» To do
An exact copy of the records is required, minus the pictures they hold.

-*-

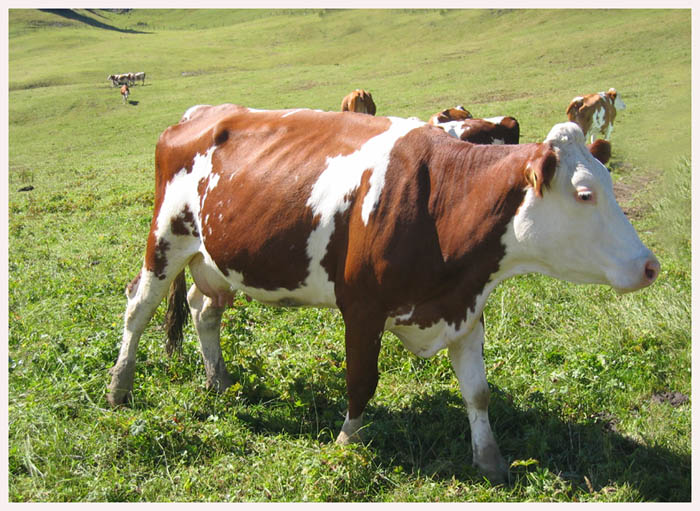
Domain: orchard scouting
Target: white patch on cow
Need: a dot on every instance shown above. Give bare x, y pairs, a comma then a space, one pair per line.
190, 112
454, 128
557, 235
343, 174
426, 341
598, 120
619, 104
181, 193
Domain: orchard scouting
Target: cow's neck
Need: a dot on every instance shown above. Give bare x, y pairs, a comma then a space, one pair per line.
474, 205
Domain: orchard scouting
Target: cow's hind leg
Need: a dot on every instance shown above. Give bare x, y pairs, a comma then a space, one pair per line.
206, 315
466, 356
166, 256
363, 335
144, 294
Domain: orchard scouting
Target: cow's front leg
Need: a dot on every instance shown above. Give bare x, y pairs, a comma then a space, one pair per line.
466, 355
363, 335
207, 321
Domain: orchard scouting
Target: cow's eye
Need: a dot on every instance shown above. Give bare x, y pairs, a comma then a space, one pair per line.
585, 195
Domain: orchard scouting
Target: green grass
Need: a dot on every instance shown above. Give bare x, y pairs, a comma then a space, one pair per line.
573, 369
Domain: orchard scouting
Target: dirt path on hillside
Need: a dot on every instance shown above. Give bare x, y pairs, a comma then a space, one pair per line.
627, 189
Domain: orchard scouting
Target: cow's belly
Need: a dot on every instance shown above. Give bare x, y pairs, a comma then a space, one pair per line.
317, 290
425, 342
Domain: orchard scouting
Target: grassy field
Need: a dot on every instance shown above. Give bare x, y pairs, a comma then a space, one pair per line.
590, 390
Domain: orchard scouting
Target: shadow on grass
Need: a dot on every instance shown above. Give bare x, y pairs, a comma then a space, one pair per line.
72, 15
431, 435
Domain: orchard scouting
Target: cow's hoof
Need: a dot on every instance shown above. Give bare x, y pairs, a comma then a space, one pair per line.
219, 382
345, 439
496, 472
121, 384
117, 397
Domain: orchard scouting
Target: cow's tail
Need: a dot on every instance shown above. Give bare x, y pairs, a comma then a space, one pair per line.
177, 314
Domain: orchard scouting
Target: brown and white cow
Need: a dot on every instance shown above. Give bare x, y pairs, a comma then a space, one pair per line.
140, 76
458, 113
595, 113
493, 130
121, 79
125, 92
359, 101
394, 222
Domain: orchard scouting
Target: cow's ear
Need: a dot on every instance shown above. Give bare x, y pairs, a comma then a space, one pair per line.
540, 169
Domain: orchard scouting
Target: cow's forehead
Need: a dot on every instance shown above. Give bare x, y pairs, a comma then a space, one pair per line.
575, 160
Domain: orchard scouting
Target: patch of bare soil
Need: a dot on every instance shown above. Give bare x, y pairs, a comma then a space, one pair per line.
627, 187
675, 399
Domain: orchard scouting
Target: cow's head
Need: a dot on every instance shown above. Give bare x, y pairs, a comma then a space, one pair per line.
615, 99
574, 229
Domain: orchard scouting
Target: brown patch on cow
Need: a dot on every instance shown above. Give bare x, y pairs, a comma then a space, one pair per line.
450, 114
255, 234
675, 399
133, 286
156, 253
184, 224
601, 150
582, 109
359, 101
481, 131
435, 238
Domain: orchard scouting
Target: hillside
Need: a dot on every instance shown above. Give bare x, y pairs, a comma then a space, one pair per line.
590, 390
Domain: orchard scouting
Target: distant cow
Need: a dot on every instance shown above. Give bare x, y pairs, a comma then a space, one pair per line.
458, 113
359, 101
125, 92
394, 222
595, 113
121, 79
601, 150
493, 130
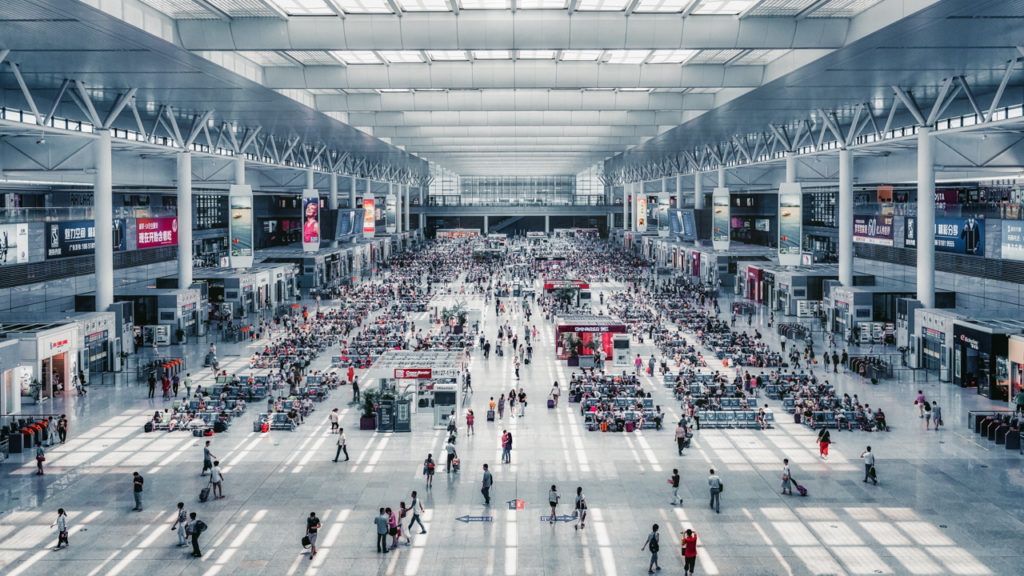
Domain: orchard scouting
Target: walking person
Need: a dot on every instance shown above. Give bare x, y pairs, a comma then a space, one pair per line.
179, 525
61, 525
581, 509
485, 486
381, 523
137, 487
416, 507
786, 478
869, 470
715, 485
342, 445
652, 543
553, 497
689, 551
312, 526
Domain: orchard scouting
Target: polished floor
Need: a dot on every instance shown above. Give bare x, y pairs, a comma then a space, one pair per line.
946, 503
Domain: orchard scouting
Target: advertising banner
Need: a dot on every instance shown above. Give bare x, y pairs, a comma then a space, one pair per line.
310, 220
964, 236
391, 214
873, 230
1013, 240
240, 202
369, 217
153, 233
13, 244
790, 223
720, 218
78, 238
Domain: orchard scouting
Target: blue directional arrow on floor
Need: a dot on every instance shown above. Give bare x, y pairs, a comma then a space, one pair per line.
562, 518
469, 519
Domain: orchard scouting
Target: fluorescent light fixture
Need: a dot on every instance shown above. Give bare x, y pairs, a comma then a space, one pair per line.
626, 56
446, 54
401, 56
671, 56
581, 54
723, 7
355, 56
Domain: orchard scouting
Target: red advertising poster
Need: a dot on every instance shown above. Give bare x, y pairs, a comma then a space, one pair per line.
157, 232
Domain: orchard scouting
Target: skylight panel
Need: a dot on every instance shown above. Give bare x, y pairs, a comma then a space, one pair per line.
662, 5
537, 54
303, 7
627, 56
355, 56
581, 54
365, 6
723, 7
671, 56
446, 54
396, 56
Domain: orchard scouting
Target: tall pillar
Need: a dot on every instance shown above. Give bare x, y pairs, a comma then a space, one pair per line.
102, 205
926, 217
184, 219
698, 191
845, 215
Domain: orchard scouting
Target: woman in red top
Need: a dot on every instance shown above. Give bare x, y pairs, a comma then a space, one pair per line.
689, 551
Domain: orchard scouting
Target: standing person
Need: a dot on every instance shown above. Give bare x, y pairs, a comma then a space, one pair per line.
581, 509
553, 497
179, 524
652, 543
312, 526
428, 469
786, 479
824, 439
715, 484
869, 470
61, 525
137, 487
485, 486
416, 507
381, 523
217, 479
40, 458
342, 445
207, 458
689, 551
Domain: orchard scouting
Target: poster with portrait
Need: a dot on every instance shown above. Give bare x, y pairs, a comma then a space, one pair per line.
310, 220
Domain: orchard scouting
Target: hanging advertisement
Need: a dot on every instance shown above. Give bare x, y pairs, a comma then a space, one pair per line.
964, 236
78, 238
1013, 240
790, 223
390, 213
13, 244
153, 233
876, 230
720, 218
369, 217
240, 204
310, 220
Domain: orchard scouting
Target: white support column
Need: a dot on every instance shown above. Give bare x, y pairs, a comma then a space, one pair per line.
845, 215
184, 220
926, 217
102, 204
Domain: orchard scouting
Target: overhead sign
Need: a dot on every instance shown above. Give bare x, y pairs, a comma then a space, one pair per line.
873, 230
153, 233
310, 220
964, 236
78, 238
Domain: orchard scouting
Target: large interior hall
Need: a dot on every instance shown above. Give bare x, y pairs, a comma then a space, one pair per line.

-*-

» Full answer
Domain: orchard scouting
Target: white patch on cow
Need: a dot on every instance shown above. Give bare x, y pairs, a comma then a space, one pair per line.
190, 112
454, 128
557, 235
343, 174
426, 341
598, 120
619, 104
181, 193
Domain: orchard scouting
Target: cow's neck
Need: a dot on every instance shown above. Give bare x, y pairs, a comma then a space, one pair per line.
474, 205
Domain: orchard scouting
Target: cow's hind leg
Need: a dot on every instance shown above. Give bare x, y pairs, a comma then a space, one pair per line.
206, 315
466, 356
166, 256
363, 335
144, 294
Domain: orchard scouting
Target: cow's front leg
Need: a dot on every instance shown above. Give bare x, y pairs, a comma then a space, one pair per line.
466, 355
363, 335
207, 321
Domain: orchard scouting
Target: cow's eye
Need: a dot on every instance shown above. Give bare x, y pairs, a comma then a space, one pair per line.
585, 195
Domain: orchard scouting
Target: green grass
Need: a dot on every instance shown above. Give bare x, y pairs, a comma then a space, one pair per line.
573, 369
Domain: orchard scouting
Target: dirt path on hillside
Need: a dot on every instance shown above. Give bare x, y pairs, a comma then a space, one pair per line.
627, 189
Domain: orchard scouting
Target: cow's belly
Need: a dot on every instance shown above. Give bare x, y pairs, a comma then a space, one pair per line.
317, 290
425, 342
Domain: orchard scouting
Target: grassy field
Need: a dot on every instance shown above. Give bare x, y pairs, a comma then a space, one pair per line.
590, 390
Domain: orchard scouting
Target: shadow on grass
Need: a dot on every instance shown above. Give bare x, y pairs, a comma then a space, one pair per line.
72, 15
431, 435
Domain: orchard scouting
Target: cow's hoof
Need: a dot on every instance shown above. Give bare x, y pairs, a comma then a space, one pair per line.
219, 382
345, 439
496, 472
121, 384
117, 397
Domain: orchard scouting
Target: cow's tail
Need: a dot on every instance shown above. Give bare x, y pairs, a comma then a space, one pair per line.
177, 314
Domain: orchard scouting
Target: brown and white cow
Need: a dot on every instance shown above. Give bare x, y pairs, a comma then a space, one pair per line.
140, 76
458, 113
595, 113
493, 130
121, 79
125, 92
359, 101
394, 222
Domain: orchard scouting
Target: cow's ear
Need: a dot on every instance shown above. Give bare x, y pairs, a comma then a space, one pair per line.
540, 169
Domain: orchard scouting
Target: cow's forehead
Need: a dot on every instance shown above. Give bare x, y pairs, a comma then a space, one pair per line.
575, 160
Domain: orchard scouting
Target: patch of bare soil
Need: a dot on every instance shown above. Give bare x, y pairs, a comma then a space, one pair per line.
627, 187
675, 399
Domain: orchard scouting
Target: cow's head
Need: a dot on every instance shown above. Give bare x, y pairs, a comma then a space, one pair per line.
615, 99
574, 229
Domain: orchard scouting
Target: brown patch on cow
Need: a dot on every instance shown above. Give bare x, y pairs, a comma then a space, one pair per line.
450, 114
255, 234
675, 399
133, 286
156, 253
184, 224
601, 150
582, 109
359, 101
481, 131
435, 238
Domain: orchard scouting
Target: hillside
Need: a dot on every instance shown above. Give bare x, y pairs, a comma then a space, one pair per line.
590, 390
Domain: orchard scouting
Target: distant cow
Need: a dot on every instance shown above. Give bare x, y pairs, a comma then a space, one pair per line.
458, 113
359, 101
125, 92
394, 222
595, 113
121, 79
601, 150
493, 130
Domain: orchard scouting
Target: walking person
Need: a dot on every instance shown above. Give bare x, y pairs, a comma then a space, one pair per line.
179, 525
61, 525
581, 509
485, 486
381, 523
137, 487
416, 507
786, 478
869, 470
715, 485
342, 445
652, 543
553, 497
689, 551
312, 526
Domain: orchard scouting
Target: polished floor
Need: a dot on every instance shown above. Give bare x, y pairs, a comma then a space, one pair per line.
946, 503
Domain: orchard scouting
Target: advertising banner
Need: a dot on every instance shown above. Give bare x, y pairs, a comma then a space, one pair per line.
310, 220
964, 236
391, 214
873, 230
1013, 240
240, 202
369, 217
153, 233
13, 244
790, 223
720, 218
78, 238
Domain: orchard scouting
Target: blue directional arrow on floor
Need: a dot on every instance shown above. Give bare x, y pairs, a comma then a space, one pair per line.
562, 518
469, 519
Domain: orchard scouting
Target: fluorescent light fixture
Need: a dot on every instance shown above. Give bare x, y pairs, a comma then a space, one pair per line.
626, 56
446, 54
401, 56
671, 56
581, 54
723, 7
355, 56
Domain: orchard scouting
Target: red advertising poster
Need: a dot on every instance shown above. Give bare x, y pairs, a comma then a space, one pair per line.
157, 232
Domain: orchard scouting
Target: skylight panel
Need: a dot on every instance shown above. Give bare x, y pairs, a comma then a space, one pair per line.
662, 5
537, 54
303, 7
627, 56
355, 56
581, 54
365, 6
723, 7
671, 56
446, 54
396, 56
Domain: orchard scouting
Target: tall pillar
Need: a dot on every instance shown above. Give bare x, y pairs, a comma then a space, one pair per line.
102, 205
926, 217
184, 219
698, 191
845, 215
Domain: orchard scouting
Target: woman in red top
Need: a dot on every instance shown above. Give bare x, y pairs, a comma then a space, one pair per line.
689, 551
Domain: orchard scouting
Target: standing person
Need: a dot on every instance shown above. Give bare x, y pairs, a comma then a space, one pair per line.
581, 509
553, 497
179, 524
652, 543
312, 526
428, 469
786, 479
824, 439
715, 484
869, 470
61, 525
137, 487
485, 486
416, 507
381, 523
217, 479
40, 458
342, 445
207, 458
689, 551
Domain: orchard scouting
Target: poster with portrait
Need: a dot on every instance shown above. Give bare x, y pairs, a comma then a space, one pair per line.
310, 220
Domain: orchard scouting
Target: hanging advertisement
Need: a dot on every instance shown above. Give bare x, y pairs, a comma then a space, one pair per line.
964, 236
78, 238
1013, 240
790, 223
390, 213
13, 244
153, 233
876, 230
720, 218
369, 217
240, 204
310, 220
Domain: orchard scouting
Target: white support column
Need: a dot on every instance shown above. Give bare x, y pairs, a comma then a space, one pair per line.
845, 215
184, 220
926, 217
102, 204
Domain: orchard scouting
Target: overhead sign
Need: a dot on every instance shown above. Give bare x, y pairs, a comma then a space, one pair per line.
873, 230
153, 233
310, 220
964, 236
78, 238
Domain: orchard scouting
Target: large interior hall
Need: a dot on every instance shown above. Give bare x, y pairs, a comma then a space, one pair per line.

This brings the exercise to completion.